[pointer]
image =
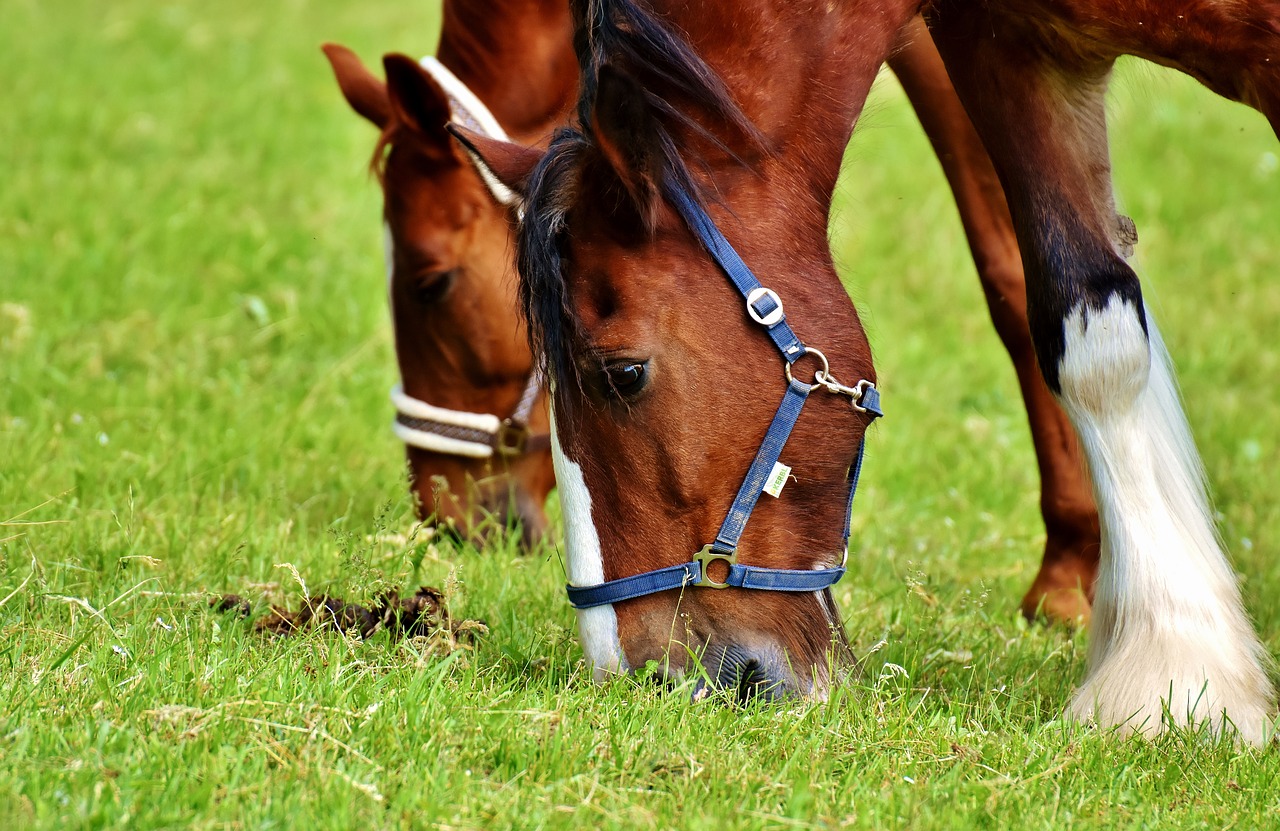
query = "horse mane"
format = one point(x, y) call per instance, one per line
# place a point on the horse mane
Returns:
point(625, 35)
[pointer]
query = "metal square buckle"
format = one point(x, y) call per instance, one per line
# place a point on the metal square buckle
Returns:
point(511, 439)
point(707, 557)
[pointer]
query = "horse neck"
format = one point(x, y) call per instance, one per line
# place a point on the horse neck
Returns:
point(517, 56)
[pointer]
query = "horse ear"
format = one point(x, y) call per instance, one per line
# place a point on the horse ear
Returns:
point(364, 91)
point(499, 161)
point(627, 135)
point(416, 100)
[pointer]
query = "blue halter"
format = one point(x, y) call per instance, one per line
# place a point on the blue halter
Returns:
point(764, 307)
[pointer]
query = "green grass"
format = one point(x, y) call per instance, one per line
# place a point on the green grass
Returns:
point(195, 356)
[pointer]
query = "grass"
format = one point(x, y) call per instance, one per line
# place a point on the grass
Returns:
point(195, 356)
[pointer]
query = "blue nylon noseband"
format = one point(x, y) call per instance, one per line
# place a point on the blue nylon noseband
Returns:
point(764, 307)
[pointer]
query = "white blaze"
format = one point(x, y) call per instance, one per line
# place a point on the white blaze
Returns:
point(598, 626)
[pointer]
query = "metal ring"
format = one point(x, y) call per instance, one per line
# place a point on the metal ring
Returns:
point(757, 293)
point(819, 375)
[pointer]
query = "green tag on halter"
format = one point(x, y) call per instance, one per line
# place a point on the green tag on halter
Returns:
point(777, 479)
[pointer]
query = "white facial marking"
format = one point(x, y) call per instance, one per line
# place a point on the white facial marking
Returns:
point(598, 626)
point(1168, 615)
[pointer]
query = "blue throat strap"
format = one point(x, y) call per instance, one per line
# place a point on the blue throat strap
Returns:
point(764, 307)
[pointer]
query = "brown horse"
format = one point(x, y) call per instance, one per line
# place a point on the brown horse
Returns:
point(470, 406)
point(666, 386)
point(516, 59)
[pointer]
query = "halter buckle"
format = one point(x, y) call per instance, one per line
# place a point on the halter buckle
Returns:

• _Exercise requirements_
Extract each line of the records above that contains the string "marking", treating uppercase and lowercase as distinct.

• _Exercise output_
query = "white facial marking"
# place a point on the white facial marking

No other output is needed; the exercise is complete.